* _Text provided_:
=======

You are viewing a plain text version of this content. The canonical link for it is here.
Posted to user@spark.apache.org by Asim Jalis <as...@gmail.com> on 2015/08/14 22:04:30 UTC

QueueStream Does Not Support Checkpointing

I want to test some Spark Streaming code that is using
reduceByKeyAndWindow. If I do not enable checkpointing, I get the error:

java.lang.IllegalArgumentException: requirement failed: The checkpoint
> directory has not been set. Please set it by StreamingContext.checkpoint().


But if I enable checkpointing I get

queueStream doesn't support checkpointing


Is there a workaround for this?

My goal is to test that the windowing logic in my code is correct. Is there
a way to disable these strict checks or a different dstream I can use that
I can populate programmatically and then use for testing?

Thanks.

Asim

Re: QueueStream Does Not Support Checkpointing

Posted by Asim Jalis <as...@gmail.com>.

=======

* _Excerpted records_:
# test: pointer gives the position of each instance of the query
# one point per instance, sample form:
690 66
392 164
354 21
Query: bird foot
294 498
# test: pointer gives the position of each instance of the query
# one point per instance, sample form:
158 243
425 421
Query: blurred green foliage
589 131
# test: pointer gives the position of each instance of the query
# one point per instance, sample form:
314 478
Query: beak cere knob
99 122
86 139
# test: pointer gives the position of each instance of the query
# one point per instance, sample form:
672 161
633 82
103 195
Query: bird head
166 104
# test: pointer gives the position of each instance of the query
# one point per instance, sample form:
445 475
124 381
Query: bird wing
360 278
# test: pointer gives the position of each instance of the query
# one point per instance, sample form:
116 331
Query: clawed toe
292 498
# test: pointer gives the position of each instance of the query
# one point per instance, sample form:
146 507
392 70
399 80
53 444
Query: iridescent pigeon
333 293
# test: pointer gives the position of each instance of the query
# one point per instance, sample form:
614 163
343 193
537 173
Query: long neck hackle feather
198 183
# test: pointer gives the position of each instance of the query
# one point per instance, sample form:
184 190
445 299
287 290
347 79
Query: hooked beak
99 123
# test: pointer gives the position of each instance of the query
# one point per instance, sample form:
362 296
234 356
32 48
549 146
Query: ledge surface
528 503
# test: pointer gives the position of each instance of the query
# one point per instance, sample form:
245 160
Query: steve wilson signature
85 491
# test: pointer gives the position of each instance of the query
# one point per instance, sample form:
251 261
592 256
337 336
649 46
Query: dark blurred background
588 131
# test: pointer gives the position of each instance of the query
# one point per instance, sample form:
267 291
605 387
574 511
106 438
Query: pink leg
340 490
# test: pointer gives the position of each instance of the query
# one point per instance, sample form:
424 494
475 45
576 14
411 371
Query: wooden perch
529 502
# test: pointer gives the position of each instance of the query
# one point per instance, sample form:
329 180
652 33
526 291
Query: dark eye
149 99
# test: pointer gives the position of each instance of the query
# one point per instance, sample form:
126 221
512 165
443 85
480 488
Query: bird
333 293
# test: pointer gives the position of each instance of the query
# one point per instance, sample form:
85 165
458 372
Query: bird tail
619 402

=======

* _Problem set_:
1. Write out the part of the Spark Streaming post between "java.lang.IllegalArgumentException: requirement failed: The" and "use for testing?", inclusive.
2. Show each line in the records that contains the string "bird".

* _Problem solutions_:
1.
java.lang.IllegalArgumentException: requirement failed: The checkpoint
> directory has not been set. Please set it by StreamingContext.checkpoint().


But if I enable checkpointing I get

queueStream doesn't support checkpointing


Is there a workaround for this?

My goal is to test that the windowing logic in my code is correct. Is there
a way to disable these strict checks or a different dstream I can use that
I can populate programmatically and then use for testing?

2.
Query: bird foot
Query: bird head
Query: bird wing
Query: bird
Query: bird tail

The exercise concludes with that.